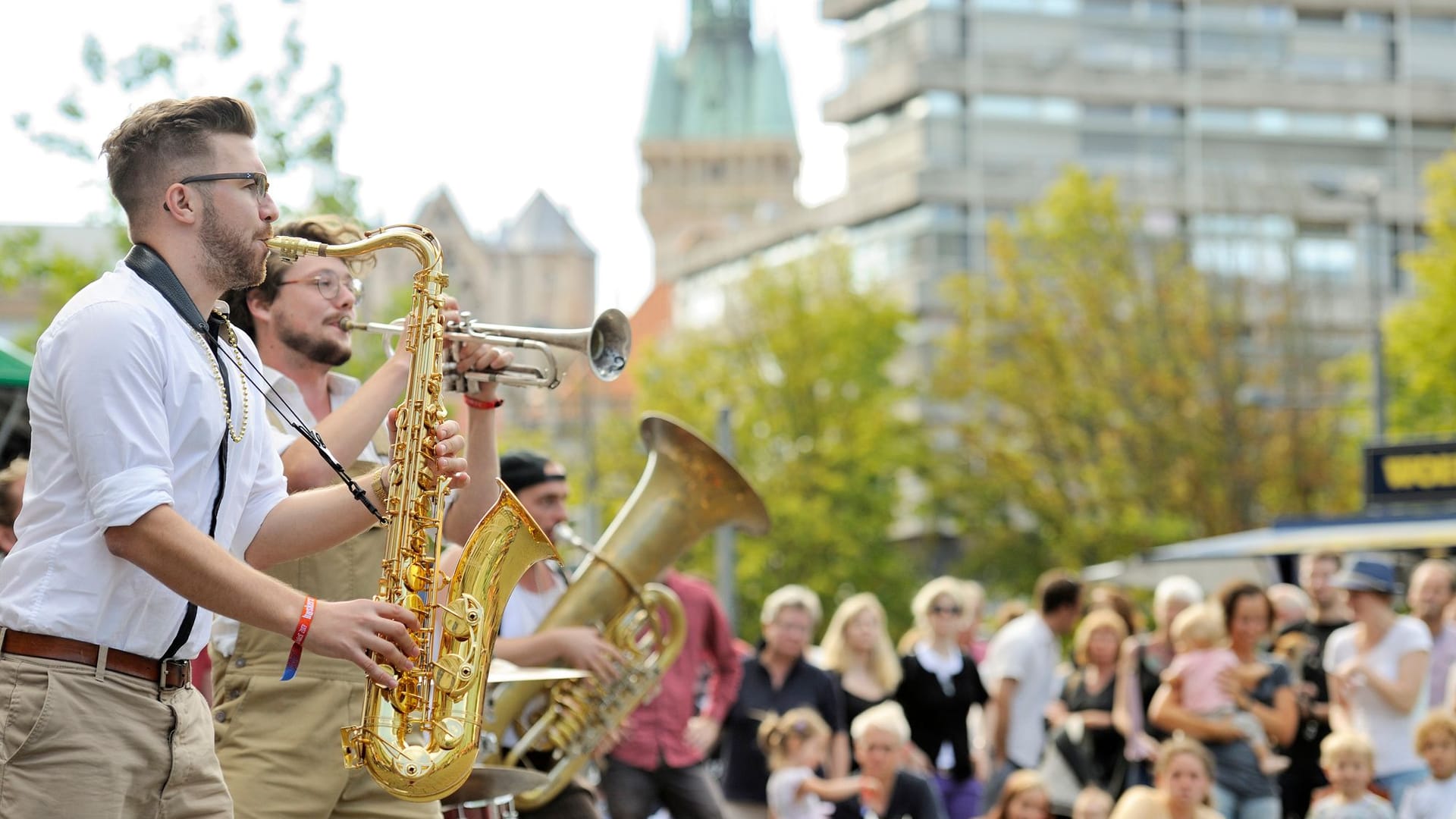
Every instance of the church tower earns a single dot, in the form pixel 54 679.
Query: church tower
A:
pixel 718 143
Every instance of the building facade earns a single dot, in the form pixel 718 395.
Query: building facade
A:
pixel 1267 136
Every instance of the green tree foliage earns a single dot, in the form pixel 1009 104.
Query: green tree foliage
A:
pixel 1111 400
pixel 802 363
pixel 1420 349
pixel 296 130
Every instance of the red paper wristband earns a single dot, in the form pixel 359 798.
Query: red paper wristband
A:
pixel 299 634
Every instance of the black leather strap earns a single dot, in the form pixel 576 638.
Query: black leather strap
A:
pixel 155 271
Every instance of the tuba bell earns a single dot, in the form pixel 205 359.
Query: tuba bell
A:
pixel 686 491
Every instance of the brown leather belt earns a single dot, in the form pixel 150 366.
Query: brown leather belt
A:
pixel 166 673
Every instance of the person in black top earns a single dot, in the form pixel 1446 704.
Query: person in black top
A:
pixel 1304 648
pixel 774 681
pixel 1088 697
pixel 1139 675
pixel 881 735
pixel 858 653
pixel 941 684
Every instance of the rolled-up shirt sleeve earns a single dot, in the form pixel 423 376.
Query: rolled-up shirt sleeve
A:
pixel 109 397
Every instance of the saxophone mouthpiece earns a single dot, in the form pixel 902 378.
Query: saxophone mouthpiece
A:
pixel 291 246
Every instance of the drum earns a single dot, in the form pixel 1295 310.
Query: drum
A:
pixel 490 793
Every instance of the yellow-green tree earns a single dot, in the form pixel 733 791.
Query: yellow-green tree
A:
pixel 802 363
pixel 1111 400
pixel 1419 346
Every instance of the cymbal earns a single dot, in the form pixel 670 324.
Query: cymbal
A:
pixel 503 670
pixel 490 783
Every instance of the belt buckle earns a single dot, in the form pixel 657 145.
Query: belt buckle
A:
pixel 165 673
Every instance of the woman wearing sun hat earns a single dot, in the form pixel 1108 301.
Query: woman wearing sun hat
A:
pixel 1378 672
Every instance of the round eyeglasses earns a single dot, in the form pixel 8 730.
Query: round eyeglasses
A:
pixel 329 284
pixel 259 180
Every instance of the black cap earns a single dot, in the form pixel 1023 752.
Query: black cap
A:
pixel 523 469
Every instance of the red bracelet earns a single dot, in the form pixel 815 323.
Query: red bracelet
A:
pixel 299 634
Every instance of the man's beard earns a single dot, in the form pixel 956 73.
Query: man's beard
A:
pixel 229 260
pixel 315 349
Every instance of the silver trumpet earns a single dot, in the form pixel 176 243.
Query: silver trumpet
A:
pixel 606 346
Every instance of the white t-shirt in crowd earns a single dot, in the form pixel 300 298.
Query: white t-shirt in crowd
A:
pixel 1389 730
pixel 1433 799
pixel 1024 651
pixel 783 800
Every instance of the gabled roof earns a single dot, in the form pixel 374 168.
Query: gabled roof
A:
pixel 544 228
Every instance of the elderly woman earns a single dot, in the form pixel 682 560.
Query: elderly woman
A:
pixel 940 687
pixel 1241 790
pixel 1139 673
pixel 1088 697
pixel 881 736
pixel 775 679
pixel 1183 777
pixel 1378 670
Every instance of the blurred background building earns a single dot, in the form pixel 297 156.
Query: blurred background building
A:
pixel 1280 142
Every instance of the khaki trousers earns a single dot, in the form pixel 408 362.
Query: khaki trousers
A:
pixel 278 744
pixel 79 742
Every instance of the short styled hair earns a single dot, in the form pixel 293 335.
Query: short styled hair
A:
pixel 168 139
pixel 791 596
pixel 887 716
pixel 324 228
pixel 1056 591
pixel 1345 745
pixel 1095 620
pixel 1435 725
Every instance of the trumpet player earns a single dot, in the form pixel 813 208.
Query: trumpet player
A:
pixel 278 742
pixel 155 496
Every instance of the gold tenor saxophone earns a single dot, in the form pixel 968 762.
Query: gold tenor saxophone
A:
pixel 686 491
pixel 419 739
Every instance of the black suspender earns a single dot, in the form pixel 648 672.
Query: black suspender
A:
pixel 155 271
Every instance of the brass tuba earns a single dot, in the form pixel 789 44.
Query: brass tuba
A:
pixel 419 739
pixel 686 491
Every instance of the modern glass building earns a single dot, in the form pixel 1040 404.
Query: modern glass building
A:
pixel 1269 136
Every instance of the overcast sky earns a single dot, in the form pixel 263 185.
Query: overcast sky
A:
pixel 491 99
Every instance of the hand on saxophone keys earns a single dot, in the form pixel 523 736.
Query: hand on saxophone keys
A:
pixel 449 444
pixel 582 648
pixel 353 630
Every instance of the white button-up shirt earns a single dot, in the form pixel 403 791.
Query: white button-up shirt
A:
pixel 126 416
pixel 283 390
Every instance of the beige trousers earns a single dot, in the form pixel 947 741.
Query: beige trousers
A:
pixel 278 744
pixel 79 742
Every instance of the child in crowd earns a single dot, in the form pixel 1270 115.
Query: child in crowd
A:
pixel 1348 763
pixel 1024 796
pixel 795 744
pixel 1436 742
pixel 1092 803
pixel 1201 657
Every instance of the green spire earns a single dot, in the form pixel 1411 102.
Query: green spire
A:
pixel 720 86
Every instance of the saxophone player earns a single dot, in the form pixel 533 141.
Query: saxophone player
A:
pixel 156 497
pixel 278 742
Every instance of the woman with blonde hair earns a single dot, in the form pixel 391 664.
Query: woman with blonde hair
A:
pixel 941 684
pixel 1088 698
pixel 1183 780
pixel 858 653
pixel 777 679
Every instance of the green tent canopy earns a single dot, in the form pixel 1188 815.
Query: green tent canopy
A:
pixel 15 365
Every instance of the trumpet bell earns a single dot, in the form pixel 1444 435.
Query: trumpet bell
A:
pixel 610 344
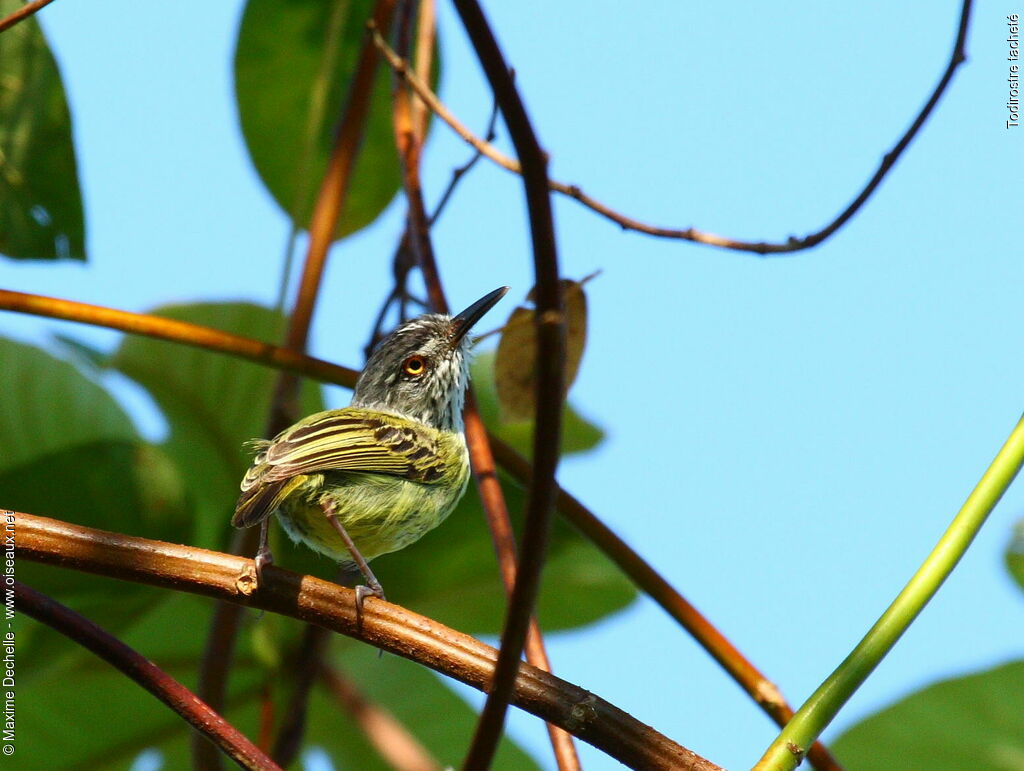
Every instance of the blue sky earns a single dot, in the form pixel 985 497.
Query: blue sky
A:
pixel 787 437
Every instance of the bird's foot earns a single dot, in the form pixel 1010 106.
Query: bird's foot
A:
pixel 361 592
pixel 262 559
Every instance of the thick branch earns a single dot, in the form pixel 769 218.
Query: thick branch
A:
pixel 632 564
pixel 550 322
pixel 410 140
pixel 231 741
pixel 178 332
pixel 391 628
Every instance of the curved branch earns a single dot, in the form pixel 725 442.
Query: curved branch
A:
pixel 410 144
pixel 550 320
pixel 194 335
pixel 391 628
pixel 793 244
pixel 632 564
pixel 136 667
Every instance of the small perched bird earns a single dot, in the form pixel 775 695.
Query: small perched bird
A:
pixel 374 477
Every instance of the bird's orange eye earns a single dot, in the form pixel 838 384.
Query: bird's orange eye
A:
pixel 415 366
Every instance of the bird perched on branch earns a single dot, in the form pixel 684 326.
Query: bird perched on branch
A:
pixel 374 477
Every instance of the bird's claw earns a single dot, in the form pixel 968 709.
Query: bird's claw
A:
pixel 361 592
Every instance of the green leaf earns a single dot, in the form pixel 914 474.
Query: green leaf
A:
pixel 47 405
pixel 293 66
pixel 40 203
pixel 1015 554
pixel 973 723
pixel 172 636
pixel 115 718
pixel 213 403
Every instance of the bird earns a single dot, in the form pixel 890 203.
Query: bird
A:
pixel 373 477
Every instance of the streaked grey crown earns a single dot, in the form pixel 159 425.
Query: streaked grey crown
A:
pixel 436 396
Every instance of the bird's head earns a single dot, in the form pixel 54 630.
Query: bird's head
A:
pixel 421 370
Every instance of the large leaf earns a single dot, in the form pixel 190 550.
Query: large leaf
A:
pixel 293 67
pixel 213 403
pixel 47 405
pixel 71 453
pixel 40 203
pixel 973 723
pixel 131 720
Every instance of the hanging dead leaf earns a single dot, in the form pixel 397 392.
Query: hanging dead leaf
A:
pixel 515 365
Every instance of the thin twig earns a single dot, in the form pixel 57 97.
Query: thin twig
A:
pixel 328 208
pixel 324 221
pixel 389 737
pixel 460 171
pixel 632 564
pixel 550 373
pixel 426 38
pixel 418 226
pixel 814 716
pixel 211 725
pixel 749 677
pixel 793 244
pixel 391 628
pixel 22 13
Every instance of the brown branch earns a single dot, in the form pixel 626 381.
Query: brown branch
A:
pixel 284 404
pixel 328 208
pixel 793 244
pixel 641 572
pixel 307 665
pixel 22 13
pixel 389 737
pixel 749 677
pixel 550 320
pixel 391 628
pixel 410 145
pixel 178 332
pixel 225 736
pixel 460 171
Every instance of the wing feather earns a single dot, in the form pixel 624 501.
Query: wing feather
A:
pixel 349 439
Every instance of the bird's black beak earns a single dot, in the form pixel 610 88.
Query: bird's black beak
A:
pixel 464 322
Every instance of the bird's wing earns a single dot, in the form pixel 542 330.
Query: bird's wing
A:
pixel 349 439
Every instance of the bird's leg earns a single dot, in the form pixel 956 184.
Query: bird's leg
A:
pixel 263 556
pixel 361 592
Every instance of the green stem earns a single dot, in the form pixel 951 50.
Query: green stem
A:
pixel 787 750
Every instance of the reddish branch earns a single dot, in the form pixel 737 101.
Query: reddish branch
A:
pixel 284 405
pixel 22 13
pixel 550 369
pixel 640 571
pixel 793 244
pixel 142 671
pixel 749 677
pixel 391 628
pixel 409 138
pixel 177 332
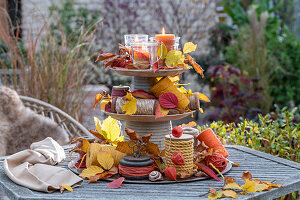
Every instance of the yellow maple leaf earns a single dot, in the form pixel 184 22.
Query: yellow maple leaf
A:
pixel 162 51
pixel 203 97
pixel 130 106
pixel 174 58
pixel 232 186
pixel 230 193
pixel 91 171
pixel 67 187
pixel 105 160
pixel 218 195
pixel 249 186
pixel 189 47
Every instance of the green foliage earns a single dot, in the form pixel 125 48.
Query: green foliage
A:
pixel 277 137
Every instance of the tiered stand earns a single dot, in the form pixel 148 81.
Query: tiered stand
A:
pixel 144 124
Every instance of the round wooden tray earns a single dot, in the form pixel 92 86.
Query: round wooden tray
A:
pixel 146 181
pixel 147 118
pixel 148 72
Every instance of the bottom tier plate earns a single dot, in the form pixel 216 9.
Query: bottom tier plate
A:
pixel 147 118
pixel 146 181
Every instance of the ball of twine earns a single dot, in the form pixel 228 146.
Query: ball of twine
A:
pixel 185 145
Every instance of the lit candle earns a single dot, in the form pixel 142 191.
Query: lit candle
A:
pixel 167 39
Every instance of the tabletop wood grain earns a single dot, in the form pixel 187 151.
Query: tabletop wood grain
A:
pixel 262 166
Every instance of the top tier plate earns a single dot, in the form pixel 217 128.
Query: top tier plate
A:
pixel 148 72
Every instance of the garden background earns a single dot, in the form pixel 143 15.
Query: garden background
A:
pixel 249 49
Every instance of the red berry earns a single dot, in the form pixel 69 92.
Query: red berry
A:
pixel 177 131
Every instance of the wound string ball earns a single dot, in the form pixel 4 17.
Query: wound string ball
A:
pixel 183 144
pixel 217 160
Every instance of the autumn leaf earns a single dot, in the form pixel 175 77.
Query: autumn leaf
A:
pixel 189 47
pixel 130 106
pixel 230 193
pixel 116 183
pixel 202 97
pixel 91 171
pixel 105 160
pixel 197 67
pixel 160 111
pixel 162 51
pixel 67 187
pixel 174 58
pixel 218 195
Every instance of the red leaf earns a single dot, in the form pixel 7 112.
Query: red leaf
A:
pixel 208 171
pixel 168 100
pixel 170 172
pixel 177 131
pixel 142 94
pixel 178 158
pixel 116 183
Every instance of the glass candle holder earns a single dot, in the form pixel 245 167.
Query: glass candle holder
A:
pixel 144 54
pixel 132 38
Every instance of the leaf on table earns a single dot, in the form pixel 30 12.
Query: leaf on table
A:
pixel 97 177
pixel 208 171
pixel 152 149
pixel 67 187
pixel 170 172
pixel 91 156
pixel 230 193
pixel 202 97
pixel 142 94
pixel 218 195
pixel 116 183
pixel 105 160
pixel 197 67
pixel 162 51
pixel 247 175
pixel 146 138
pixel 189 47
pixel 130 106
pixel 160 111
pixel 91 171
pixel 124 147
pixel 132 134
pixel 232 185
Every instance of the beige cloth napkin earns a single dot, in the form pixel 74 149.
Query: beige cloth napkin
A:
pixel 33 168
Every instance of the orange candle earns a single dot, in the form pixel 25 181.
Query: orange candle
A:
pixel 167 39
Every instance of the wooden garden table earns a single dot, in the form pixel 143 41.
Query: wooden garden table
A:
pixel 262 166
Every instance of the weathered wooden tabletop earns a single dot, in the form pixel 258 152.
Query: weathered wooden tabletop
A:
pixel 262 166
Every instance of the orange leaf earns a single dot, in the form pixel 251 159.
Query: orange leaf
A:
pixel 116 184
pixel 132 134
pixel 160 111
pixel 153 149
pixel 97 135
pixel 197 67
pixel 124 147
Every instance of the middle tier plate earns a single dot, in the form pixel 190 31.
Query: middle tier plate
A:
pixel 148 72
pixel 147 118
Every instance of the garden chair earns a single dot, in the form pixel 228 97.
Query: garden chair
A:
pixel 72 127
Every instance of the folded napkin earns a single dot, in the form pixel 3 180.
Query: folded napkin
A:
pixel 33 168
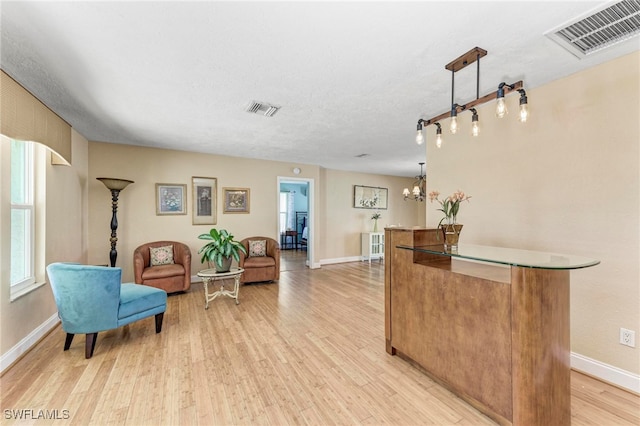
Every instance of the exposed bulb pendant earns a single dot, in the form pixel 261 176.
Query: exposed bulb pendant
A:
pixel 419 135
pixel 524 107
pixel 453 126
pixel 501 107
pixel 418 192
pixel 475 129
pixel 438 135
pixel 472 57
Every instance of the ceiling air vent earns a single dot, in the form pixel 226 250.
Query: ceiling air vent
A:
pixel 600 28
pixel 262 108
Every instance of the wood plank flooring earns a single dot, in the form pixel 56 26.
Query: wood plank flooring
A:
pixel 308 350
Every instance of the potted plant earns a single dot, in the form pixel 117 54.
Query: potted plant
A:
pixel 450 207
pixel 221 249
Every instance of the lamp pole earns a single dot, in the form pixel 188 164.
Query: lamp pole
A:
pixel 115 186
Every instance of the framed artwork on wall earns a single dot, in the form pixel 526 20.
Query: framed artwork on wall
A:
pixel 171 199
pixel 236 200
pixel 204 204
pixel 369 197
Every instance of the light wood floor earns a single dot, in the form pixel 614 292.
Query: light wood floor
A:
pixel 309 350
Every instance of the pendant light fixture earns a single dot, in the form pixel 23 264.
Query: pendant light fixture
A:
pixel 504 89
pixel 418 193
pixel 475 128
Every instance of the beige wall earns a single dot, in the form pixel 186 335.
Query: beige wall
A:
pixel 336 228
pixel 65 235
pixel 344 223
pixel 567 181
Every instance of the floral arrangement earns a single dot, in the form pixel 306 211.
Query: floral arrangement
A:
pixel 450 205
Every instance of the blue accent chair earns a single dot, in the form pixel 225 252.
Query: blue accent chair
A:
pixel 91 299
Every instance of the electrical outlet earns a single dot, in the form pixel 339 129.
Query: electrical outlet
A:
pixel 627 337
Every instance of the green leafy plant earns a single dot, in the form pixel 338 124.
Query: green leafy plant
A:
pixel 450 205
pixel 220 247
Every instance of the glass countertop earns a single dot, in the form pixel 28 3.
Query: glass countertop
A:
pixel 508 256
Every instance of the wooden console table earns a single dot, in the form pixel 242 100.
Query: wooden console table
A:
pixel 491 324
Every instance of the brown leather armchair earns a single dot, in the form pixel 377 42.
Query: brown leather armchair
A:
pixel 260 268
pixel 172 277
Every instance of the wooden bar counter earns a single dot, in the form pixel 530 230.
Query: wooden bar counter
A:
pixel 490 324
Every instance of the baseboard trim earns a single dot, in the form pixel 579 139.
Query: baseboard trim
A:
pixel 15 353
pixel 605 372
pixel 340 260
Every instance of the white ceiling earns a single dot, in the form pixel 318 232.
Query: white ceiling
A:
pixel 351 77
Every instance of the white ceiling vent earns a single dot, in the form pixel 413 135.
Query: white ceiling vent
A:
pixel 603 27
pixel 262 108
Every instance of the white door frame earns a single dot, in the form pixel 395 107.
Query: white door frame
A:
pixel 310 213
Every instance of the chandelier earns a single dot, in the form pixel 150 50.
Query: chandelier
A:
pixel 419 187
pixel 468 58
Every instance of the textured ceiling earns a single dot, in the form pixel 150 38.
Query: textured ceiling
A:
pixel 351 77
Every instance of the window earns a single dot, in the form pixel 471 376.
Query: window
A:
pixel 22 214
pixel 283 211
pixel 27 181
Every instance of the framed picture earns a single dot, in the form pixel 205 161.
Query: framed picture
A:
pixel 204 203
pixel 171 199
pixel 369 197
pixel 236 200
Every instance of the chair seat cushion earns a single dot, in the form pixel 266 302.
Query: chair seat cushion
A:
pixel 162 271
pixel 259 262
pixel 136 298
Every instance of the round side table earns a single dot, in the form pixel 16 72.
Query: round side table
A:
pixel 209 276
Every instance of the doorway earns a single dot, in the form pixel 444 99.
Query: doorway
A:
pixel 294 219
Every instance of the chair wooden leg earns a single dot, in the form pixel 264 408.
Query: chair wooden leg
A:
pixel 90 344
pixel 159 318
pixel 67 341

* * * * * * *

What the task requires: Print exactly the lines of the listing above starting at the line containing "Every instance of the curved" and ending at the line containing "Query: bird's orange eye", both included.

Worked solution:
Every instance of the curved branch earns a single dot, in the form pixel 725 442.
Query: curved branch
A:
pixel 410 144
pixel 550 320
pixel 194 335
pixel 391 628
pixel 793 244
pixel 632 564
pixel 136 667
Every instance of the small perched bird earns a single dot, in the form pixel 775 695.
Query: small perched bird
A:
pixel 374 477
Every instance of the bird's orange eye earns a single dot, in the form pixel 838 384.
Query: bird's orange eye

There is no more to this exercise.